• **Provided entries**
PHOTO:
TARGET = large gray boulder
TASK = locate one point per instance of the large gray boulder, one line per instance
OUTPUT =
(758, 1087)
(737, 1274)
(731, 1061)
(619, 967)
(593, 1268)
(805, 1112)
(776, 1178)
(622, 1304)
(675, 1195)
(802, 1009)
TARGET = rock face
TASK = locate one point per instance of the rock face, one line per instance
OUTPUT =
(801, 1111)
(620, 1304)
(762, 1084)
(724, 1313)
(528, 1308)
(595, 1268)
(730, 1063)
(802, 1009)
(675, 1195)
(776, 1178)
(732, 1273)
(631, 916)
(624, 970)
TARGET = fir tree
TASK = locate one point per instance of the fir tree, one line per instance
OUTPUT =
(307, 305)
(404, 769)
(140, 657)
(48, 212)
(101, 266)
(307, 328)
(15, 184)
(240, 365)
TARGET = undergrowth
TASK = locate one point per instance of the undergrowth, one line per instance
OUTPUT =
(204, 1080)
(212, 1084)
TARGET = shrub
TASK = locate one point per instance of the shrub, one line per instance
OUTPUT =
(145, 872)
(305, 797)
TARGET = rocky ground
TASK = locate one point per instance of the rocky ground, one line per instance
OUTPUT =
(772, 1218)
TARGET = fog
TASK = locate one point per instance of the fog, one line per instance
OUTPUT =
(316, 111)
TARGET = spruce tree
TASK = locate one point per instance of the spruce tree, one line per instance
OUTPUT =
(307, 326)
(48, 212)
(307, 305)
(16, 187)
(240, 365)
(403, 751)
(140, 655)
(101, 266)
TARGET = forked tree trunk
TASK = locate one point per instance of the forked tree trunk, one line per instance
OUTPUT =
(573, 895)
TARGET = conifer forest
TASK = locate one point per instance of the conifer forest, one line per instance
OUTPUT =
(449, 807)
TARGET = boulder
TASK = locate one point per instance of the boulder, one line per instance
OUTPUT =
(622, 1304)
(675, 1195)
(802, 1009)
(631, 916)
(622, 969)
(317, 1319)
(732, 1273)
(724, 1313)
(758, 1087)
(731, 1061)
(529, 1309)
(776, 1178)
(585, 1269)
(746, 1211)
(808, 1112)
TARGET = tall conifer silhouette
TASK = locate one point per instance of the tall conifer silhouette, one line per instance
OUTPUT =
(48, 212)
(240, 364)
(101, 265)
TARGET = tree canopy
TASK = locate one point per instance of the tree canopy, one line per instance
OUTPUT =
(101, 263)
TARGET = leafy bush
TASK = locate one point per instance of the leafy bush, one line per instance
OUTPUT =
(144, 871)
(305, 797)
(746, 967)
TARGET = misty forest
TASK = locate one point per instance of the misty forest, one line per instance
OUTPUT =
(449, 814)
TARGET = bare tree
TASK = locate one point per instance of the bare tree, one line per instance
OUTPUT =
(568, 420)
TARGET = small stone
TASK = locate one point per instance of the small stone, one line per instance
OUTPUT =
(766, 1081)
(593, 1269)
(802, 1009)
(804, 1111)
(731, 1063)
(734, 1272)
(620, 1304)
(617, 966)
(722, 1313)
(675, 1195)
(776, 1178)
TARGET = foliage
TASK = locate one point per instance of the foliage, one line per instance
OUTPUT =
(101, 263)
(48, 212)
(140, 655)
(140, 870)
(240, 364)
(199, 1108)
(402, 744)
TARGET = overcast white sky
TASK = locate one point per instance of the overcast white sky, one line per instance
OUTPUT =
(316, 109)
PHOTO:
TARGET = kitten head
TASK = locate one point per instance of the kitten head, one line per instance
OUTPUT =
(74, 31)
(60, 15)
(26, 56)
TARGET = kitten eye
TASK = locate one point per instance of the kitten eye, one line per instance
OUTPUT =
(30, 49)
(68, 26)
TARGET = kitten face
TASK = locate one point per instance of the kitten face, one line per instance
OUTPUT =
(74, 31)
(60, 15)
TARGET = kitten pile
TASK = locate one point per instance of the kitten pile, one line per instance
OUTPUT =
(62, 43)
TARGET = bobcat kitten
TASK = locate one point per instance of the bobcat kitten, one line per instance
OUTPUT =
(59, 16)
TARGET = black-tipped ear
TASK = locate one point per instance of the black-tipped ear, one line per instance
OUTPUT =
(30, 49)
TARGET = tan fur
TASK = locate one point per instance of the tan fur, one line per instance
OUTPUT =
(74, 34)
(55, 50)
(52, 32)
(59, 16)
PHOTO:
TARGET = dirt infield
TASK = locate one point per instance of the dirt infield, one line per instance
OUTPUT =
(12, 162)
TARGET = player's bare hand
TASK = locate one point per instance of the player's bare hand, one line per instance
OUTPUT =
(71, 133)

• **Problem to solve**
Reproduce the records above verbatim, every line in its original order.

• **Answer to the exercise**
PHOTO:
TARGET = large gray boulder
TASK = locate one point per instance of the large gray boulder, one line per instance
OUTPUT =
(758, 1087)
(737, 1274)
(731, 1061)
(619, 967)
(593, 1268)
(805, 1112)
(776, 1178)
(622, 1304)
(675, 1195)
(802, 1009)
TARGET = rock face
TASK = locate one point per instance of the rock face, one line per instance
OUTPUT =
(801, 1111)
(620, 1304)
(762, 1084)
(724, 1313)
(528, 1308)
(595, 1268)
(730, 1063)
(802, 1009)
(675, 1195)
(776, 1178)
(732, 1273)
(631, 916)
(624, 970)
TARGET = fir tree
TASK = locate one point per instance of the fir tree, one line per instance
OUTPUT =
(307, 305)
(404, 769)
(140, 657)
(48, 212)
(101, 266)
(307, 328)
(15, 184)
(240, 365)
TARGET = undergrowth
TASK = locate one point per instance of the undergrowth, one line per instance
OUTPUT =
(204, 1080)
(212, 1084)
TARGET = shrub
TASK = locate one point per instance of the shrub, one line per instance
OUTPUT =
(145, 872)
(305, 797)
TARGET = rocky ground
TASK = locate one point per instance of the rocky ground, one line per instance
OUTPUT =
(772, 1218)
TARGET = fog
TASK = locate one point per instance of the fog, one line per instance
OUTPUT =
(316, 111)
TARGET = spruce tree
TASK = locate one point per instance of the spruce tree, one line per instance
OUTPUT =
(307, 326)
(48, 212)
(307, 305)
(16, 187)
(240, 365)
(403, 751)
(140, 655)
(101, 266)
TARGET = forked tree trunk
TASK = locate one point per instance of the forked tree trunk, one line per instance
OUTPUT =
(573, 895)
TARGET = conifer forest
TASK = locate one point per instance of the conifer forest, one line per instance
OUTPUT =
(449, 807)
TARGET = boulder
TASK = locate one point per instance of the boulder, one line per instance
OUTPUT =
(622, 1304)
(675, 1195)
(802, 1009)
(631, 916)
(622, 969)
(317, 1319)
(732, 1273)
(724, 1313)
(758, 1087)
(731, 1061)
(529, 1309)
(776, 1178)
(585, 1269)
(746, 1211)
(808, 1112)
TARGET = tall conifer silhouette
TASK = locate one point per instance of the tall conifer silhouette, one line per instance
OUTPUT =
(48, 212)
(240, 364)
(101, 265)
TARGET = tree canopy
TASK = locate one point per instance of the tree canopy, one line per instance
OUTPUT =
(101, 263)
TARGET = leafy bush
TASK = locate one point per instance of the leafy bush, one line per instance
OUTPUT =
(144, 871)
(305, 797)
(746, 967)
TARGET = misty forest
TASK = locate one point per instance of the misty forest, one line per instance
OUTPUT =
(449, 814)
TARGET = bare tree
TASK = locate one point per instance of the bare tree, one line per instance
OUTPUT =
(568, 420)
TARGET = small stone
TASK = locate one point per instance of the small stone, one line per instance
OUTPUT =
(766, 1081)
(593, 1269)
(802, 1009)
(804, 1111)
(731, 1063)
(734, 1272)
(620, 1304)
(617, 966)
(722, 1313)
(675, 1195)
(776, 1178)
TARGET = foliage
TASK = locate one point per instance of the foliage, one line per instance
OUTPUT =
(101, 263)
(48, 212)
(140, 655)
(140, 870)
(240, 364)
(199, 1108)
(402, 744)
TARGET = overcast white sky
TASK = locate one point per instance of the overcast white sky, one line per instance
OUTPUT =
(316, 109)
PHOTO:
TARGET = kitten head
TASK = locate one point per instance of the kitten head, one line per instance
OUTPUT =
(74, 31)
(60, 15)
(26, 56)
TARGET = kitten eye
TASK = locate one point per instance of the kitten eye, one line per instance
OUTPUT =
(30, 49)
(68, 26)
TARGET = kitten face
TASK = locate one point per instance of the kitten face, one line per instance
OUTPUT =
(74, 31)
(60, 15)
TARGET = kitten pile
TASK = locate one point per instance of the kitten pile, one line per instance
OUTPUT =
(62, 43)
TARGET = bobcat kitten
TASK = locate one point per instance of the bobcat kitten, one line per instance
OUTPUT =
(59, 16)
TARGET = black-tipped ear
TASK = locate one point per instance of the black-tipped ear, one line per instance
OUTPUT =
(30, 49)
TARGET = tan fur
TASK = locate one point per instance of the tan fur, one line per instance
OUTPUT =
(74, 34)
(55, 50)
(52, 32)
(59, 16)
PHOTO:
TARGET = dirt infield
TASK = locate one point per instance of the dirt infield, one line per instance
OUTPUT =
(12, 162)
TARGET = player's bare hand
TASK = locate one point per instance of the player's bare hand, one line per instance
OUTPUT =
(71, 133)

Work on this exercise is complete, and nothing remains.